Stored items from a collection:
★ ★ ★
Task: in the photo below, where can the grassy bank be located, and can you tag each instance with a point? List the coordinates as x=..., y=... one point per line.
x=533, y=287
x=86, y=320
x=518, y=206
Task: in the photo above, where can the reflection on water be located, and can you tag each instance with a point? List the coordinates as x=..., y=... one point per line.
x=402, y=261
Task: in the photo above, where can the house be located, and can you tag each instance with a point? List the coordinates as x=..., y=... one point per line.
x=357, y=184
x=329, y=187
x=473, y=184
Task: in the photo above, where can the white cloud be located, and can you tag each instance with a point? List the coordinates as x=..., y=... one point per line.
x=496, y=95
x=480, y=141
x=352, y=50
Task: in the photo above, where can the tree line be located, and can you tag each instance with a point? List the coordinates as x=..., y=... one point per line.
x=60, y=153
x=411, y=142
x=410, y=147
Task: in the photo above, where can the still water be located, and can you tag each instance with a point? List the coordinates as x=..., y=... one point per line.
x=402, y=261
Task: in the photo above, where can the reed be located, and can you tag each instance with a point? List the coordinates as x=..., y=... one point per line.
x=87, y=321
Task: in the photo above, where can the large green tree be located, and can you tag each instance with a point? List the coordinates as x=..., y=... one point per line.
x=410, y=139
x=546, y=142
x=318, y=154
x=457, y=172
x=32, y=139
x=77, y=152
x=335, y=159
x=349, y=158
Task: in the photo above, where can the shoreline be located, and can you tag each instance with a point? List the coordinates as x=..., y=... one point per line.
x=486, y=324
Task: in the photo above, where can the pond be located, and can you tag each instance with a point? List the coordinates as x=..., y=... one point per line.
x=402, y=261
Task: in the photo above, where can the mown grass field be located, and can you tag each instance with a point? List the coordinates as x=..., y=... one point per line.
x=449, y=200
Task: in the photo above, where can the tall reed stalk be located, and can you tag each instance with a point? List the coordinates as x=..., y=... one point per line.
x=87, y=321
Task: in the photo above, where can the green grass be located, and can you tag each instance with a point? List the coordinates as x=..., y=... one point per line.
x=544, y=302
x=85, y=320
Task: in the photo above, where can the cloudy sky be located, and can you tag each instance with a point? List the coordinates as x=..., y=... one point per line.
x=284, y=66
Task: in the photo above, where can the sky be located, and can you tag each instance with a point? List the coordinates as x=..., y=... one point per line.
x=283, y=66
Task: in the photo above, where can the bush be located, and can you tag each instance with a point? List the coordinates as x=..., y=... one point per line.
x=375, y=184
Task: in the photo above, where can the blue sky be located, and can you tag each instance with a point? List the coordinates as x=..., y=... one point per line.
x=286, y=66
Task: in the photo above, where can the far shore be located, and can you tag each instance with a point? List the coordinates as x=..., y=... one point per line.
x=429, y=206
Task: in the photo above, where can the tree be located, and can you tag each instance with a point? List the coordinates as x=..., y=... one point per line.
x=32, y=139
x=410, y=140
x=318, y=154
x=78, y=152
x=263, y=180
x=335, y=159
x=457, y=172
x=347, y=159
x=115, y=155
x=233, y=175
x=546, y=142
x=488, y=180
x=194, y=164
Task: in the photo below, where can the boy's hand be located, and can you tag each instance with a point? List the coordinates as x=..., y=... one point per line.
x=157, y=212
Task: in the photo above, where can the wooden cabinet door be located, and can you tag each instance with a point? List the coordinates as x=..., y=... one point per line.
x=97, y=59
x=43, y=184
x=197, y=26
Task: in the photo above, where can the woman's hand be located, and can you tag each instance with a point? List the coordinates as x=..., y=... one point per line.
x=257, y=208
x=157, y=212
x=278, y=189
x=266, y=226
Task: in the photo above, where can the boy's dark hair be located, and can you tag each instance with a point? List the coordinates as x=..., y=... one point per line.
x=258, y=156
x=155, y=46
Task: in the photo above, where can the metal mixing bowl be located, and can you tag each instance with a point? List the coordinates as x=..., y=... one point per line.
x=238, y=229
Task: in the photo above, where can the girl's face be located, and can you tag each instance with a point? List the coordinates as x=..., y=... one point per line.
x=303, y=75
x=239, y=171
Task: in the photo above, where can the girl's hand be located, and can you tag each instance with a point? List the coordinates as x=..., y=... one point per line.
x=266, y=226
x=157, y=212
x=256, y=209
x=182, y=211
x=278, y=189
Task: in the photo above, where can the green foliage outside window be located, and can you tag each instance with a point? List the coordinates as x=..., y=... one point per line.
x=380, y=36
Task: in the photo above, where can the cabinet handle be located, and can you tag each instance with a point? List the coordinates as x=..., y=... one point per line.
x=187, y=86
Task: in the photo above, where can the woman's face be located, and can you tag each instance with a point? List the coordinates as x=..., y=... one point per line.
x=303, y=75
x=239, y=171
★ ★ ★
WORK INSTRUCTIONS: Go through the records above and set each one down exactly, please.

OUTPUT OF THE EXERCISE:
Task: in the photo below, where can the grassy bank be located, and can you tag each instance with a point? List the coordinates as x=..., y=... one point per line.
x=533, y=287
x=86, y=320
x=518, y=206
Task: in the photo above, where can the reflection on water be located, and can you tag each instance with a point? List the coordinates as x=..., y=... one point per line.
x=402, y=261
Task: in the photo above, where can the house be located, and can you tag each instance with a point? List the coordinates as x=..., y=... one point per line.
x=357, y=184
x=329, y=187
x=473, y=184
Task: in the photo above, where can the white cloud be located, and can you tag each instance with a point? List the coordinates as x=..., y=... one point per line.
x=496, y=95
x=480, y=141
x=352, y=50
Task: in the photo above, where can the tree line be located, and can you tag each instance with a point? List the coordinates as x=..., y=... one point per line.
x=60, y=153
x=411, y=142
x=410, y=147
Task: in the photo above, where can the still water be located, and can you tag each instance with a point? List the coordinates as x=..., y=... one point per line.
x=402, y=261
Task: in the photo above, where can the reed be located, and can you tag each instance with a point? List the coordinates as x=..., y=... one point per line.
x=87, y=321
Task: in the photo above, where can the large green tree be located, and can you tag each instance with a point? List the coordinates as x=..., y=... one point per line.
x=410, y=139
x=546, y=142
x=318, y=154
x=457, y=172
x=32, y=139
x=77, y=152
x=335, y=159
x=349, y=158
Task: in the photo above, where can the shoreline be located, and can you tag each instance with a point? List the coordinates as x=..., y=... one point per line.
x=486, y=324
Task: in the photo above, where can the pond be located, and can you tag each instance with a point? List the coordinates as x=..., y=... one point per line.
x=402, y=261
Task: in the photo above, where can the mown grass field be located, and can you tag each instance with a point? List the coordinates as x=..., y=... one point per line.
x=449, y=200
Task: in the photo above, where can the tall reed stalk be located, and can you tag each instance with a point? List the coordinates as x=..., y=... one point per line.
x=87, y=321
Task: in the photo above, where can the green grass be located, and can you tag each instance with a point? List the coordinates as x=..., y=... one point per line.
x=544, y=302
x=85, y=320
Task: in the photo above, where can the cloudy sky be located, and can you tag each instance with a point? List the coordinates as x=..., y=... one point per line.
x=284, y=66
Task: in the photo above, where can the sky be located, and can you tag each instance with a point? List the coordinates as x=..., y=... one point per line.
x=283, y=66
Task: in the photo above, where can the bush be located, and can you tag each instance with a point? List the coordinates as x=..., y=... one point per line.
x=375, y=184
Task: in the photo above, where can the blue sky be located, and can you tag each instance with a point? List the coordinates as x=..., y=... one point per line.
x=286, y=66
Task: in the photo above, where can the far shore be located, and can you tag each instance with a point? List the coordinates as x=..., y=... one point per line.
x=429, y=206
Task: in the photo above, where can the tree be located, and can you tag each instance with a point? List the coordinates as x=..., y=... one point per line.
x=32, y=139
x=410, y=140
x=318, y=154
x=78, y=152
x=263, y=180
x=335, y=159
x=457, y=172
x=347, y=159
x=115, y=155
x=233, y=175
x=546, y=142
x=488, y=180
x=194, y=164
Task: in the photo below, where can the boy's hand be located, and can you tag each instance with a point? List the coordinates as x=..., y=... one point per line.
x=157, y=212
Task: in the photo above, where can the wooden cabinet door be located, and can you tag each instance with a point? List the coordinates as x=..., y=... one point per line.
x=97, y=59
x=43, y=184
x=197, y=26
Task: in the photo above, where can the woman's hand be located, and can you tag each instance with a point? List the coordinates as x=..., y=... one point per line.
x=257, y=208
x=157, y=212
x=278, y=189
x=266, y=226
Task: in the photo above, where can the boy's dark hair be located, and can you tag each instance with a point? List the coordinates as x=..., y=... one point per line.
x=258, y=156
x=155, y=46
Task: in the photo above, where can the metal mixing bowl be located, and can you tag each instance with a point? List the coordinates as x=..., y=... one point per line.
x=238, y=229
Task: in the photo above, where can the girl's face be located, and can you tag each instance with a point? List the coordinates as x=..., y=... one point per line.
x=303, y=75
x=239, y=171
Task: in the photo above, where can the girl's hand be located, and can you tag each instance with a point? List the coordinates as x=..., y=... one point per line.
x=266, y=226
x=157, y=212
x=256, y=209
x=182, y=211
x=278, y=189
Task: in the photo above, where can the green foliage outside window be located, and can you tag each instance with a point? List the coordinates as x=..., y=... one point per line.
x=380, y=36
Task: in the photo above, where can the cabinet handle be located, and can you tag each instance with a point? List the coordinates as x=..., y=... one point per line.
x=187, y=86
Task: in the photo above, where can the woman's face be located, and can you tag each instance with a point? List the coordinates as x=..., y=... one point per line.
x=303, y=75
x=239, y=171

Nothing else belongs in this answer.